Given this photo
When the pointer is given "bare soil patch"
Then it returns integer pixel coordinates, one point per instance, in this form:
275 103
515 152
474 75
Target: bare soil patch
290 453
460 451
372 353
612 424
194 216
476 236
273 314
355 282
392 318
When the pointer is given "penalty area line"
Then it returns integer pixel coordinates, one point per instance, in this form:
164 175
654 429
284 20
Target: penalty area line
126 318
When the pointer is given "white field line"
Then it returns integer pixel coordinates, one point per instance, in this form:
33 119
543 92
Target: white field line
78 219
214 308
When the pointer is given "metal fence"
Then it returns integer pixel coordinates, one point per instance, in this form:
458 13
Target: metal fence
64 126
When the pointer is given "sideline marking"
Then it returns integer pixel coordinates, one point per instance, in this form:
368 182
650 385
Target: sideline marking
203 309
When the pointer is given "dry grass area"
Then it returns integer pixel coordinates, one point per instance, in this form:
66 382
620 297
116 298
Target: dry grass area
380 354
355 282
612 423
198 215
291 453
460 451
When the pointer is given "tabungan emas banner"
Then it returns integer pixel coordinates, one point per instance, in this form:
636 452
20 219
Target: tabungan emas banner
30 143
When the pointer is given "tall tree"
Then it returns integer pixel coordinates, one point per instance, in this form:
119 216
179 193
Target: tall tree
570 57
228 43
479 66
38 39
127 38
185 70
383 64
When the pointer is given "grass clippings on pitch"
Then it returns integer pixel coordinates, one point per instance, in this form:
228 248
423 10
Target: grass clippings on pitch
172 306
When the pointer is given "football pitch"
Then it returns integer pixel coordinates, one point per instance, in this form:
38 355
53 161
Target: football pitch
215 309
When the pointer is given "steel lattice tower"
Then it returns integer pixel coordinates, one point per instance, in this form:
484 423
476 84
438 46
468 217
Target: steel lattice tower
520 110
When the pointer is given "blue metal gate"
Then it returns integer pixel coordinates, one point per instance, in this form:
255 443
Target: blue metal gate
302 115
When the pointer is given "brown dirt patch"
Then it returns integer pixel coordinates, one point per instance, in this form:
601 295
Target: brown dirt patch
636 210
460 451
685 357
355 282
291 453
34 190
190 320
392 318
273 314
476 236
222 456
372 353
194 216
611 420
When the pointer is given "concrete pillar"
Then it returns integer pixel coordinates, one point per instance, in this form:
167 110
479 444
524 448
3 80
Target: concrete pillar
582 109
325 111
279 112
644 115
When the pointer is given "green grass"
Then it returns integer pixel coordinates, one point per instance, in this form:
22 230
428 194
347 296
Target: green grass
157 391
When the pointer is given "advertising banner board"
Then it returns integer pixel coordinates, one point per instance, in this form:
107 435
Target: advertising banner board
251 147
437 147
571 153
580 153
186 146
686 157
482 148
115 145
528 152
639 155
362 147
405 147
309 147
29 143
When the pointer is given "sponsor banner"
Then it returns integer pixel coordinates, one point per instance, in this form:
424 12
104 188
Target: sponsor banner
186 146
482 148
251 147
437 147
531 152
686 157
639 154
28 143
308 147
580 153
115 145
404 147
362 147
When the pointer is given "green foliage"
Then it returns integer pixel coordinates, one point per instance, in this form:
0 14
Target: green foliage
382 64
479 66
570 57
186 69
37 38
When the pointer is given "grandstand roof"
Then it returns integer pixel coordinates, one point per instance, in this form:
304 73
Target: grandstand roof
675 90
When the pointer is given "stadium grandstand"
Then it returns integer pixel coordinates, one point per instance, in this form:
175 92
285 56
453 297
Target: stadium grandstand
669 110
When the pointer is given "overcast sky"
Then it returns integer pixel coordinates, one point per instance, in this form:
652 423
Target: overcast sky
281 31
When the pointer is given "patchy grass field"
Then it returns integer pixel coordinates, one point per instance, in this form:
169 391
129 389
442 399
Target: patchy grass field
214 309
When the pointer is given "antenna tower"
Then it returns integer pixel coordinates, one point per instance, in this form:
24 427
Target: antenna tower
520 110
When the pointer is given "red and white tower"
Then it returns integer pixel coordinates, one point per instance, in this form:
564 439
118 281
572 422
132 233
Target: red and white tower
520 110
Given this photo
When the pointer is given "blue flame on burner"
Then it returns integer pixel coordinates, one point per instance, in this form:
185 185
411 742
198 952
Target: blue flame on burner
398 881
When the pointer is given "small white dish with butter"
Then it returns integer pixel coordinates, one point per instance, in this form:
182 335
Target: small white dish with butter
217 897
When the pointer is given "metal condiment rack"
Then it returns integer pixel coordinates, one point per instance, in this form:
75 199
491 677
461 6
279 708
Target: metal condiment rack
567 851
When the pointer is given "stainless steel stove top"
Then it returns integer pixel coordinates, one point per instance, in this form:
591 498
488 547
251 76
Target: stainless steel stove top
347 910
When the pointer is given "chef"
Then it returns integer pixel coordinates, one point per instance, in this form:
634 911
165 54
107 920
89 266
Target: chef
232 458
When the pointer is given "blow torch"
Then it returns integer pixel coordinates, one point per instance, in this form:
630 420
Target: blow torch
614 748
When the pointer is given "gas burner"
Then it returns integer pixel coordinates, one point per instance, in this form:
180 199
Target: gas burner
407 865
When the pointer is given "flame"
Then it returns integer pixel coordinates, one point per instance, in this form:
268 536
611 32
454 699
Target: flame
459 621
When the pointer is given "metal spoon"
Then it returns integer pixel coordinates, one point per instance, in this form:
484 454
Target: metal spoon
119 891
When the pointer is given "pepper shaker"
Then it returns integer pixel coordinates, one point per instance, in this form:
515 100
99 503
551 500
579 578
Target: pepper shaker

--- WORK INSTRUCTIONS ---
Please output the complete data exactly.

--- ANSWER TO THIS PROBLEM ---
Given this photo
When the pointer is given "bare soil patch"
Then it returns integer pixel coordinates, one point per instance, in this form:
275 103
515 152
474 75
Target: bare soil patch
290 453
460 451
372 353
612 424
194 216
476 236
273 314
355 282
392 318
When the pointer is given "penalty area line"
Then it returns integer pixel coordinates, one point per instance, in this form:
164 175
654 429
284 20
Target: penalty area line
126 318
When the pointer is given "white field line"
Then it returns integer pixel coordinates, one point per instance, in this form:
33 119
543 92
Target: white field line
78 219
214 308
When the pointer is given "metal fence"
Then it returns integer pixel coordinates, one point per instance, in this form:
458 13
Target: metal fence
64 126
When the pointer is given "sideline marking"
Then it returns integer pixel coordinates, one point per instance, in this form:
368 182
650 385
Target: sideline marking
203 309
When the pointer is given "dry grass area"
Then it returns integer pixel coordinates, one point per instance, in this form:
66 382
620 297
116 298
Target: dry grass area
380 354
355 282
612 423
198 215
291 453
460 451
When the pointer is given "tabungan emas banner"
Then it returns integer pixel coordinates, one point per instance, in this form:
636 452
20 219
Target: tabungan emas banner
30 143
When the pointer is given "tall tree"
Then it returns integer pixel coordinates, one point per instance, in this form:
119 216
179 193
Target: tall tree
570 57
228 43
479 66
38 39
127 38
185 70
383 64
When the pointer is given "grass clippings on pitch"
Then it returns integer pixel coordinates, one point per instance, in this form:
228 248
423 10
Target: grass clippings on pitch
172 306
When the pointer is given "football pitch"
Then it returns integer pixel coordinates, one point per instance, in this form:
38 355
53 161
Target: football pitch
215 309
When the pointer is given "steel lattice tower"
Then it returns integer pixel coordinates, one point per instance, in this form:
484 423
476 84
438 46
468 217
Target: steel lattice tower
520 110
When the pointer is given "blue metal gate"
Then it returns integer pixel coordinates, one point per instance, in this form:
255 443
Target: blue metal gate
302 115
When the pointer is given "brown dirt patch"
Then it returns integer pixel coordinates, one point per instance, in this form:
601 295
Target: brown dirt patch
636 210
460 451
685 357
355 282
291 453
34 190
190 320
392 318
273 314
476 236
222 456
372 353
194 216
611 420
When the pointer is given "concrete pillar"
Then it returns integer pixel coordinates, one point per instance, in this form:
167 110
479 444
524 448
3 80
Target: concrete pillar
582 109
325 111
279 112
644 115
When the pointer is given "green grass"
Then it returns integer pixel coordinates, one point per instance, in this form:
22 230
428 194
347 296
Target: green grass
157 391
When the pointer is given "advertising banner board"
Then it returns integer pixel coordinates, one point per instance, in this form:
107 435
Target: advertising banner board
251 147
437 147
571 153
580 153
186 146
686 157
482 148
115 145
528 152
639 155
362 147
405 147
309 147
29 143
When the pointer is given "sponsor banner"
Then it returns integer pixel coordinates, one point per instance, in this form:
424 12
104 188
Target: sponsor banner
186 146
482 148
251 147
437 147
531 152
686 157
639 154
28 143
308 147
580 153
115 145
404 147
362 147
When the pointer is given "green foliage"
Then it returns integer pixel coordinates, one point per instance, in this form:
0 14
Target: green foliage
382 64
479 66
570 57
186 69
37 38
When the pointer is given "grandstand roof"
Then it returns integer pixel coordinates, one point per instance, in this form:
304 73
Target: grandstand roof
675 90
When the pointer is given "stadium grandstand"
Then it returns integer pixel coordinates, one point per instance, in this form:
175 92
285 56
453 297
Target: stadium grandstand
669 110
When the pointer is given "overcast sky"
Then it returns integer pixel coordinates, one point per instance, in this form:
652 423
Target: overcast sky
281 31
When the pointer is given "patchy grass field"
Then it returns integer pixel coordinates, one point per instance, in this form:
169 391
129 389
442 399
Target: patchy grass field
214 309
When the pointer is given "antenna tower"
Then it returns integer pixel coordinates, one point per instance, in this form:
24 427
Target: antenna tower
520 110
When the pointer is given "red and white tower"
Then it returns integer pixel coordinates, one point per instance, in this form:
564 439
118 281
572 422
132 233
Target: red and white tower
520 110
Given this photo
When the pointer is given "blue flame on burner"
Then it returns integer pixel coordinates, one point per instance, in this form:
185 185
411 742
198 952
Target: blue flame on burner
398 881
When the pointer is given "small white dish with butter"
Then it returns integer pixel coordinates, one point per instance, in this form:
182 335
Target: small white dish with butter
217 897
When the pointer is given "metal condiment rack"
Then it returns integer pixel coordinates, one point per instance, in this form:
75 199
491 677
461 6
279 708
Target: metal condiment rack
567 851
When the pointer is given "stainless steel stove top"
Then it returns integer pixel coordinates, one point per instance, in this form:
591 498
488 547
251 76
Target: stainless steel stove top
347 910
When the pointer is given "chef"
Then it returns integer pixel coordinates, one point per instance, in this form:
634 911
165 54
107 920
89 266
Target: chef
232 458
When the pointer is given "blow torch"
Then it returns integer pixel coordinates, one point per instance, in this form:
630 420
Target: blow torch
614 748
When the pointer is given "gas burner"
Then it returns integer pixel coordinates, one point per instance, in this form:
180 199
Target: gas burner
407 865
When the pointer is given "flame"
Then it returns integer pixel coordinates, one point per instance, in this form:
268 536
611 32
454 699
Target: flame
459 621
When the pointer is given "metal spoon"
Then it returns integer pixel coordinates, one point per instance, in this form:
484 454
Target: metal spoon
119 891
When the pointer is given "pepper shaker"
Then it returns integer pixel coordinates, one point per instance, in this form:
515 100
99 503
551 500
579 578
Target: pepper shaker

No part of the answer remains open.